→ **Work request**
Once the line containing "Reviewer note: check that each instance of the wooden" is found, set down that line and each one after it exactly, through the end of the entries.

→ **Material provided**
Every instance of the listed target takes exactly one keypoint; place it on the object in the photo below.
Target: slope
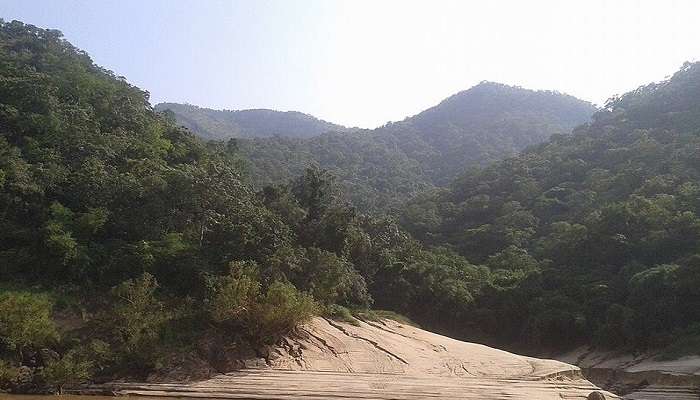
(225, 124)
(379, 360)
(592, 237)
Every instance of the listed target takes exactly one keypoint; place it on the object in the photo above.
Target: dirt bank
(640, 377)
(379, 360)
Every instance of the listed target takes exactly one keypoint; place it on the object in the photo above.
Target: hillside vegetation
(126, 243)
(225, 124)
(589, 237)
(378, 169)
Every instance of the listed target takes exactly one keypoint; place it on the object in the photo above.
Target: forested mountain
(589, 237)
(380, 168)
(225, 124)
(127, 244)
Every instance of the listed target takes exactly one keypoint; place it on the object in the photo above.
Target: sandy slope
(641, 376)
(383, 360)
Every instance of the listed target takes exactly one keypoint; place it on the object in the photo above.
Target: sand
(382, 360)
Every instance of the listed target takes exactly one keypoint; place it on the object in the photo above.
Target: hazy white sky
(363, 63)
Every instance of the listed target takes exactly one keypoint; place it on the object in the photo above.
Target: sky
(364, 63)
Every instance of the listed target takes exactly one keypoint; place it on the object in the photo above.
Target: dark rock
(596, 396)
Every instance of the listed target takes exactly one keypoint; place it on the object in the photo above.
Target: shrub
(71, 369)
(279, 311)
(340, 313)
(8, 374)
(137, 318)
(234, 294)
(25, 321)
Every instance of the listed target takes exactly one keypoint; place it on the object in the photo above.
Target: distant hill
(381, 168)
(595, 235)
(224, 124)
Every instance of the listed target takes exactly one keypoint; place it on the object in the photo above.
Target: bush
(137, 319)
(340, 313)
(8, 374)
(234, 294)
(279, 311)
(71, 369)
(25, 321)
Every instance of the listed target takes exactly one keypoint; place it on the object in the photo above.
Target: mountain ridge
(211, 124)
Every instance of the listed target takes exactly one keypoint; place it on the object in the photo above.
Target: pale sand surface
(383, 360)
(649, 377)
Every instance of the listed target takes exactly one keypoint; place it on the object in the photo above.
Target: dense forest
(128, 245)
(589, 237)
(226, 124)
(378, 169)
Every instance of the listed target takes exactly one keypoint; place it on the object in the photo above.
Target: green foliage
(278, 311)
(8, 374)
(591, 237)
(69, 370)
(379, 169)
(378, 315)
(137, 319)
(220, 125)
(340, 313)
(235, 294)
(25, 321)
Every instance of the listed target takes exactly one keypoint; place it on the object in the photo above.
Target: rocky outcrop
(379, 360)
(639, 377)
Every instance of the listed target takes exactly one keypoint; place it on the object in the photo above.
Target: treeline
(211, 124)
(127, 244)
(379, 169)
(590, 238)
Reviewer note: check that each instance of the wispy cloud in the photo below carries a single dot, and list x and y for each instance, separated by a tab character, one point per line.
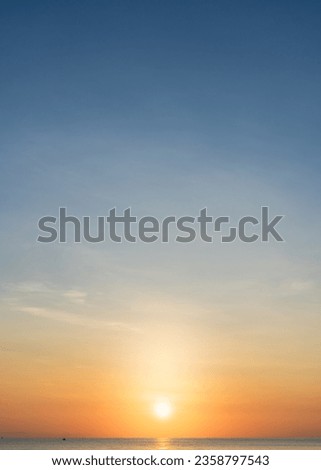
75	296
76	319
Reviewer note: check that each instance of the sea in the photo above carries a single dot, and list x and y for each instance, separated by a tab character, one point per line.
7	443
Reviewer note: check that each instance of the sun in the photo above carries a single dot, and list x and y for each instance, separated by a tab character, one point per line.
163	409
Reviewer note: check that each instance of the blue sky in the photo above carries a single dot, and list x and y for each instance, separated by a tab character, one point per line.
167	107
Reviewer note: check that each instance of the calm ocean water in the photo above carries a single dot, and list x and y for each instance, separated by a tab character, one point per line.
160	444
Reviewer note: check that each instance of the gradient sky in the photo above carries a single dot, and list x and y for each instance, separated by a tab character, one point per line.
167	107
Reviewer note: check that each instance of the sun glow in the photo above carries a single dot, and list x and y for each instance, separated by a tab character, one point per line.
163	409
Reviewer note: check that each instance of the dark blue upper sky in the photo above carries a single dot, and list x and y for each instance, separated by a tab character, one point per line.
160	103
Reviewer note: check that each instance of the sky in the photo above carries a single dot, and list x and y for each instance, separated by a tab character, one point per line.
166	107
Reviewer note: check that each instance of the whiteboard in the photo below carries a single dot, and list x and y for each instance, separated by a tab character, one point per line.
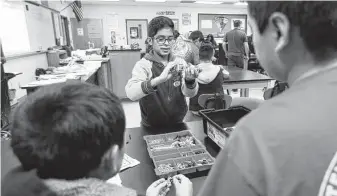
40	27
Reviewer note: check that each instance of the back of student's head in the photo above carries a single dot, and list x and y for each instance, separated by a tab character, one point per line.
196	35
206	51
64	130
316	21
159	23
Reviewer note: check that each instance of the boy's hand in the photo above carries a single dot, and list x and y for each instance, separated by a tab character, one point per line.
164	76
191	73
158	188
183	185
167	72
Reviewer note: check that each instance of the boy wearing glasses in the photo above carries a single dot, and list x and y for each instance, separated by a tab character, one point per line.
157	79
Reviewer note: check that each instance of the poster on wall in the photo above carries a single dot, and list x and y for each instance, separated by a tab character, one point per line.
206	24
176	24
219	24
80	32
186	19
94	31
134	33
242	25
113	36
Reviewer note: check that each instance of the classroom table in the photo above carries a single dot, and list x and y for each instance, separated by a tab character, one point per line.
245	79
100	77
140	176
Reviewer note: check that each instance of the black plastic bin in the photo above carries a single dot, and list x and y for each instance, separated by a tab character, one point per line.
218	124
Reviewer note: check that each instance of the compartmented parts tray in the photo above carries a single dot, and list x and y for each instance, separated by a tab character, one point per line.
178	152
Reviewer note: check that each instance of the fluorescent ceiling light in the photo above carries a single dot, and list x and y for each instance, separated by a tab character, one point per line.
209	2
159	1
241	3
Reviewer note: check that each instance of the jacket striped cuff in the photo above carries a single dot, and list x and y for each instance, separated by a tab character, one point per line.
190	84
147	88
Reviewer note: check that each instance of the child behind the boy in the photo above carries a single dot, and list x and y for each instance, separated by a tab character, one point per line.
71	137
210	78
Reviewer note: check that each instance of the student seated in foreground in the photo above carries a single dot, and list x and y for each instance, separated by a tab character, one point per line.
211	77
157	81
71	136
288	146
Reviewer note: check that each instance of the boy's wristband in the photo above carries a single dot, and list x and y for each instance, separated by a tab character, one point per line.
190	84
147	87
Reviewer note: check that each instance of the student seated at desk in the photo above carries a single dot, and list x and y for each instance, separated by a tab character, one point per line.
210	78
158	83
288	146
69	137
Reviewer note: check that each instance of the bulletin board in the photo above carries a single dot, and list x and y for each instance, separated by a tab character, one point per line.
40	27
219	24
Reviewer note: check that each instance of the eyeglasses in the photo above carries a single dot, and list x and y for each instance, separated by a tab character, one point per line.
162	40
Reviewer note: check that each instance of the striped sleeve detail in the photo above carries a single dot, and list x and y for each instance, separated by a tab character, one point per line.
147	88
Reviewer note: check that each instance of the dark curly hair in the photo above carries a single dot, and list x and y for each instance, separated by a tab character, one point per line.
64	130
316	20
206	51
159	23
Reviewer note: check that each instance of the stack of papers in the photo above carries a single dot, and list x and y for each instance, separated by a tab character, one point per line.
128	162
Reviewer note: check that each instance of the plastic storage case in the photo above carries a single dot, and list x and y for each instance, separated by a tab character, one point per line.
171	158
218	124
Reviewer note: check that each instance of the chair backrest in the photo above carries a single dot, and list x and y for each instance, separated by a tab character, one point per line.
215	101
276	90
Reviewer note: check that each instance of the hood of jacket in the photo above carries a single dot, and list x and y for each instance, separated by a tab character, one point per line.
208	73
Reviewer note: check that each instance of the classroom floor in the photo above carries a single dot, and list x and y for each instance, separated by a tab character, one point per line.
133	116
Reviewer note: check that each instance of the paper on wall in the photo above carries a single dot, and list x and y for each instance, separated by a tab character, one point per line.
80	32
206	24
112	21
115	180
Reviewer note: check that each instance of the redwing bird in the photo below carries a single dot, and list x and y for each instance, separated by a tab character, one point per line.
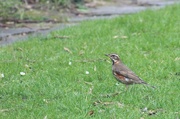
122	73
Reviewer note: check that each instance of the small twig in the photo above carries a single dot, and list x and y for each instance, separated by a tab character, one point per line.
92	60
62	37
110	95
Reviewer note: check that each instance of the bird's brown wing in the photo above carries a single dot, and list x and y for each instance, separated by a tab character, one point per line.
130	75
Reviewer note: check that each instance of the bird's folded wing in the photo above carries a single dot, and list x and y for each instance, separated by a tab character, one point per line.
129	75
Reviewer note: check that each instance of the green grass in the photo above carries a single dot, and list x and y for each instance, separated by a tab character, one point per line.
147	42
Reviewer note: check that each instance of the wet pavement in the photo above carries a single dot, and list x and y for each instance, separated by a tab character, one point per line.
8	36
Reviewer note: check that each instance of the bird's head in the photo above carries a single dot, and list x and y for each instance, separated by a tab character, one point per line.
114	57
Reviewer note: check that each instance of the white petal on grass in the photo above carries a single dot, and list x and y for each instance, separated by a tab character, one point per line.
87	72
22	73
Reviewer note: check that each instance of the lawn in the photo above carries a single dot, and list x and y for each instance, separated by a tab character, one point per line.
67	75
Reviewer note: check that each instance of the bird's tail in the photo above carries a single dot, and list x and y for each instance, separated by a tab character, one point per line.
149	85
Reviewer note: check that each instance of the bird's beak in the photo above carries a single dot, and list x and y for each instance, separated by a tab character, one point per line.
107	55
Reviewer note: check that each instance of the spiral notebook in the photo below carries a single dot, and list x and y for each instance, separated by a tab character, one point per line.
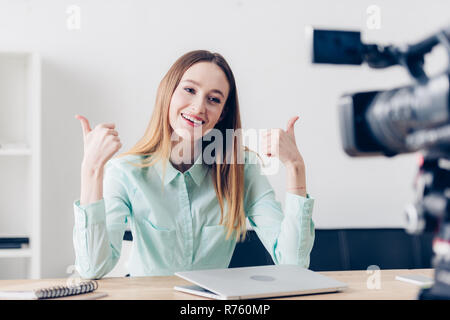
53	292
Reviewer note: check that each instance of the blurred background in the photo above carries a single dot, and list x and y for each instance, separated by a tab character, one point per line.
104	59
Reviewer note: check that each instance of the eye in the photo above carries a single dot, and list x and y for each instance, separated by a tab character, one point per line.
191	90
215	100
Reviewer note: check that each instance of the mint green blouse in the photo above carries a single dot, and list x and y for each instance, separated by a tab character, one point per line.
175	226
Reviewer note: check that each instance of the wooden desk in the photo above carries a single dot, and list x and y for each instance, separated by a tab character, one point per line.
146	288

→ **Output of the task**
Reviewer note: check that each instance of the wooden desk in the photo above carries a single dot, and list x and y for each instance, separated by a tab character, one point per line.
146	288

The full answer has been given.